=== TASK DESCRIPTION ===
Reproduce exactly, with no other output, every line of the data below from the line containing "Please indicate the fluorescent" to the end, inclusive.
::: SOURCE DATA
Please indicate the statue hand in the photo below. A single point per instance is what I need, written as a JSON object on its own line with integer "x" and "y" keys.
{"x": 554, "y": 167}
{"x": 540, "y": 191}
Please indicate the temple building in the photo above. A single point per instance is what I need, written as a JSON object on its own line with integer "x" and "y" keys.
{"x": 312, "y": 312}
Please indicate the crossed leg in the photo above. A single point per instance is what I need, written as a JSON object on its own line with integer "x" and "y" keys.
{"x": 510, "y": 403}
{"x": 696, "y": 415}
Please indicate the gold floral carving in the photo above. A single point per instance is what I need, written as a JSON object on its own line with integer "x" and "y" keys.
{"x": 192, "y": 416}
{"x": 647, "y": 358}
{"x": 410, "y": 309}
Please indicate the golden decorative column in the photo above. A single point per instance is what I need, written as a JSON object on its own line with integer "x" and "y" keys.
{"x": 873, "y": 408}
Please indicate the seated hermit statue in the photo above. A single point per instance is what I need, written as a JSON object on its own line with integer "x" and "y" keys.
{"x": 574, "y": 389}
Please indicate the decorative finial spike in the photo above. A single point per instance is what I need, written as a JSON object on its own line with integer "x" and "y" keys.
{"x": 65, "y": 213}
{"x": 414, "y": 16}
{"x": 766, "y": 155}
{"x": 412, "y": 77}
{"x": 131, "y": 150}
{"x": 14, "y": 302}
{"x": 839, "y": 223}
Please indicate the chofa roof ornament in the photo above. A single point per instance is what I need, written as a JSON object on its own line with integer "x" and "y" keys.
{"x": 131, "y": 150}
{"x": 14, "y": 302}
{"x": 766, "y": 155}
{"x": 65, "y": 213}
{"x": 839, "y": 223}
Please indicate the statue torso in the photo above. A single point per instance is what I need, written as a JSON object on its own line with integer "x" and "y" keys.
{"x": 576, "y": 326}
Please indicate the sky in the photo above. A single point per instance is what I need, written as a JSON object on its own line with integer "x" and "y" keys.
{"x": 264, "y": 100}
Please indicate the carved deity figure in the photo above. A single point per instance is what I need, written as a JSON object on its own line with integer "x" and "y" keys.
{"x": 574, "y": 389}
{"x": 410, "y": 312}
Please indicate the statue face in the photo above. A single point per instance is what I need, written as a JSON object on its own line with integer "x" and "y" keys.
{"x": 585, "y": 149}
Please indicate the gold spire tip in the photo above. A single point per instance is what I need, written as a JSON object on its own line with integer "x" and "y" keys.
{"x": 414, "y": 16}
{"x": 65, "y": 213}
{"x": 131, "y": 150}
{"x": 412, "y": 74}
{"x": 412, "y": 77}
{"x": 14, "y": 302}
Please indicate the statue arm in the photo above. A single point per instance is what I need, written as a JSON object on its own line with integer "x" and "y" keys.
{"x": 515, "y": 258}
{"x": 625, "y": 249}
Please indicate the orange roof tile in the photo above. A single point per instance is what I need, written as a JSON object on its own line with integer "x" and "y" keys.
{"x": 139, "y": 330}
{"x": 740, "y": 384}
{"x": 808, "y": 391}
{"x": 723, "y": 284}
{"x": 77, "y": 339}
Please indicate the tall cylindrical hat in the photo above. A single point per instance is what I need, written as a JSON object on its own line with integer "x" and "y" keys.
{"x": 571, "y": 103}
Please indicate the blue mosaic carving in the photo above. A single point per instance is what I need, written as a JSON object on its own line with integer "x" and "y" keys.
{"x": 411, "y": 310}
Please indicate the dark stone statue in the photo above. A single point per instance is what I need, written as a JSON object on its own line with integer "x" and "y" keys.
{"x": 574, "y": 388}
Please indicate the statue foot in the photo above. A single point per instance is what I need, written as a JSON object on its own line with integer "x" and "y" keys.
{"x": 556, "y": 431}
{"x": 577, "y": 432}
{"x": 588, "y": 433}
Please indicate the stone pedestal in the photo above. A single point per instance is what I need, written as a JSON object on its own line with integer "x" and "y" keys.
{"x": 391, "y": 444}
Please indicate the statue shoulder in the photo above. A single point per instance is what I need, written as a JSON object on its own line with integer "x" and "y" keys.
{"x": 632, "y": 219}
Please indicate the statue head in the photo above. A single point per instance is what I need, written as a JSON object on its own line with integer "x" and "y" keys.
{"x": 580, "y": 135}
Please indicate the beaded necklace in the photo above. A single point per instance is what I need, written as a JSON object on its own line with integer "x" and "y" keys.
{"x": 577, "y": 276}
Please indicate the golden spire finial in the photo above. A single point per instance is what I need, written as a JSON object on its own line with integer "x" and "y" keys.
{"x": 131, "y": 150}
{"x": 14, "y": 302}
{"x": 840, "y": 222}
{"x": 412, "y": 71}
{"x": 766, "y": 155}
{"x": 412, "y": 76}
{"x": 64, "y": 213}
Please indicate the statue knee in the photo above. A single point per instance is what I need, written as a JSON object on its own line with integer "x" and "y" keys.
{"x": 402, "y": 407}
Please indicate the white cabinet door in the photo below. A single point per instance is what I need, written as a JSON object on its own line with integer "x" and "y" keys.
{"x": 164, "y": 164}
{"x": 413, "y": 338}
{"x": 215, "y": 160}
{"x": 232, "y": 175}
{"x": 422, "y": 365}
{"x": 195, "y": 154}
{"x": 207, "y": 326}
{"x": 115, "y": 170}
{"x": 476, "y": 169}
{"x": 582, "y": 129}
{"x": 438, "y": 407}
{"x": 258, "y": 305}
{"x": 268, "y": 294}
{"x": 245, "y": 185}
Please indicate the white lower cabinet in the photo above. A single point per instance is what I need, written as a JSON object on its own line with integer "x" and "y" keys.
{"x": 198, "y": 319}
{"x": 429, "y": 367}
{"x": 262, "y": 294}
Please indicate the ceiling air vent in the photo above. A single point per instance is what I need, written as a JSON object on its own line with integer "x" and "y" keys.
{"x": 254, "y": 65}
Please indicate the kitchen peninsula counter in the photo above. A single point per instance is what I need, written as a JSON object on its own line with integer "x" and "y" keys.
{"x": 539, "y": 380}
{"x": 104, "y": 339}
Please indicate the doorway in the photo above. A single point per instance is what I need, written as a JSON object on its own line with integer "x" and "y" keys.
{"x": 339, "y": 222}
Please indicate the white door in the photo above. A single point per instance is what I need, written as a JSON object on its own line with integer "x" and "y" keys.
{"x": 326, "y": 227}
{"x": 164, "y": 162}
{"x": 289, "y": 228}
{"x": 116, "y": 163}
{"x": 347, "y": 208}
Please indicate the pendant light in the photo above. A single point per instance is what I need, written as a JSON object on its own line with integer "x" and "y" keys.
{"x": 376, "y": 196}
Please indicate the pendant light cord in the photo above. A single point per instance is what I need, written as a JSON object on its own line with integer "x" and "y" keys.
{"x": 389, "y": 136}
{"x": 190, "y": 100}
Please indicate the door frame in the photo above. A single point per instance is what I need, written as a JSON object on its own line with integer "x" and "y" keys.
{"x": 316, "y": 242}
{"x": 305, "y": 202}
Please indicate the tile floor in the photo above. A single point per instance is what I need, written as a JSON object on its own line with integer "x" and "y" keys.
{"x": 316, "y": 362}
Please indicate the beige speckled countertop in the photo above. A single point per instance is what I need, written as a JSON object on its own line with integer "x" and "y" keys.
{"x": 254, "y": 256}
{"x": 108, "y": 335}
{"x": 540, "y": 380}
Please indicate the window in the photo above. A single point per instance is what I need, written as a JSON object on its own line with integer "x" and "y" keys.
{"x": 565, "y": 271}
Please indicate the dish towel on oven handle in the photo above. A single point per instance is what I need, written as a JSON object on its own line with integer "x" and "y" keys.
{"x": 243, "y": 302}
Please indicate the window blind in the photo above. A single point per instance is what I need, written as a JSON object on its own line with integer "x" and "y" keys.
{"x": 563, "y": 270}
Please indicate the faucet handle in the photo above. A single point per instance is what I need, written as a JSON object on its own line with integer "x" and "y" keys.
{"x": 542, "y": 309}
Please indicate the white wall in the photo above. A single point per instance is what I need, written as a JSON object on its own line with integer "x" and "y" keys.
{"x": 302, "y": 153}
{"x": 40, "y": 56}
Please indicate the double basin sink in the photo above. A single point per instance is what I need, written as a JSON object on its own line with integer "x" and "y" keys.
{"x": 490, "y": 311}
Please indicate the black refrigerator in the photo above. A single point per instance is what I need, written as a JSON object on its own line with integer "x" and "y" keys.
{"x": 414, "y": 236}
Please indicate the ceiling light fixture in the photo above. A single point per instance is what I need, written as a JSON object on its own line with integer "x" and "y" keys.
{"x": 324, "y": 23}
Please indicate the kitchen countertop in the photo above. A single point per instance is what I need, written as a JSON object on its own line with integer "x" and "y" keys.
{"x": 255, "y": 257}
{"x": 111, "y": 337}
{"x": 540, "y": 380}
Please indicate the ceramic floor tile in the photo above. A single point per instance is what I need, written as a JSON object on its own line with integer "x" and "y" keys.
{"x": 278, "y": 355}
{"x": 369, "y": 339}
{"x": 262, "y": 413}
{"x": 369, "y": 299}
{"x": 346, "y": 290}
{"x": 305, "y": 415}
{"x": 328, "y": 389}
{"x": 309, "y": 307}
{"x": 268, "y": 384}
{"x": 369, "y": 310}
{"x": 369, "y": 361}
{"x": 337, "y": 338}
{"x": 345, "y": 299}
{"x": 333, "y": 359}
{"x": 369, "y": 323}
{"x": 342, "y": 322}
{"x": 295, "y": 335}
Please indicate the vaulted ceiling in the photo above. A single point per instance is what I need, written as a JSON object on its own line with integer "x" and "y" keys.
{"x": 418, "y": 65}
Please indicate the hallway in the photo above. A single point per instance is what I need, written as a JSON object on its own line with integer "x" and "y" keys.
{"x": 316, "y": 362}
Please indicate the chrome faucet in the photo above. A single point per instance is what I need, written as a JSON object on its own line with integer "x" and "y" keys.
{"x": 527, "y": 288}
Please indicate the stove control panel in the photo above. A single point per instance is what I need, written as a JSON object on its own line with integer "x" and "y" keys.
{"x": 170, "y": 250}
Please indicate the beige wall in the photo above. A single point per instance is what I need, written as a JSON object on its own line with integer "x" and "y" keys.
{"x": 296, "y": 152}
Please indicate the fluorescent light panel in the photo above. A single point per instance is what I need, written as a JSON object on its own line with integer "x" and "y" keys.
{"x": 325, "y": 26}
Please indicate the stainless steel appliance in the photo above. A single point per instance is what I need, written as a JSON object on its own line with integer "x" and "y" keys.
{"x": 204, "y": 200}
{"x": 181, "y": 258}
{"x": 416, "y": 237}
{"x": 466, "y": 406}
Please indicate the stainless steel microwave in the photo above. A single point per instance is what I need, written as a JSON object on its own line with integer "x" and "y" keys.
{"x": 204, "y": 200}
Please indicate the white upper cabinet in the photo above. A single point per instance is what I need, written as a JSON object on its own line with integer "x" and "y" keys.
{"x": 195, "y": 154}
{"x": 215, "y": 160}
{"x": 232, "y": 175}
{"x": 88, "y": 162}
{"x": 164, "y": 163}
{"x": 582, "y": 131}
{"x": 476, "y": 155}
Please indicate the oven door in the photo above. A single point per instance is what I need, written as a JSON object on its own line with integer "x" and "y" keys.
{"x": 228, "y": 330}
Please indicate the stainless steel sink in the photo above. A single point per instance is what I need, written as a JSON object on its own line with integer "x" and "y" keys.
::::::
=== REPLY ===
Please indicate the fluorescent light panel in the photo above. A single point per instance is what I need, written as a JSON object on its own line with integer "x" and "y" keys.
{"x": 325, "y": 26}
Please indicate the stainless steel appliance in the photo above. A single point per instance is what I need, written as a JSON object on its own line with integer "x" and "y" keys.
{"x": 204, "y": 200}
{"x": 181, "y": 258}
{"x": 416, "y": 237}
{"x": 466, "y": 406}
Please indicate the stainless steel microwave in the photo above. A single point per instance is what I need, written as a JSON object on its own line with integer "x" and "y" keys.
{"x": 204, "y": 200}
Please indicate the white upper cabinet in the photo above. A single point per instance is what I need, written as a JSON object on its own line with integer "x" and "y" keys.
{"x": 195, "y": 154}
{"x": 215, "y": 160}
{"x": 232, "y": 175}
{"x": 88, "y": 162}
{"x": 164, "y": 163}
{"x": 582, "y": 131}
{"x": 476, "y": 155}
Please indicate the oven door in the photo above. A single point per instance is what I need, written as a JSON object on its own line with integer "x" and "y" keys.
{"x": 228, "y": 330}
Please indicate the stainless steel sink in the photo above. A single point per instance is what I need, written as a JSON object on its own line with integer "x" and "y" keys.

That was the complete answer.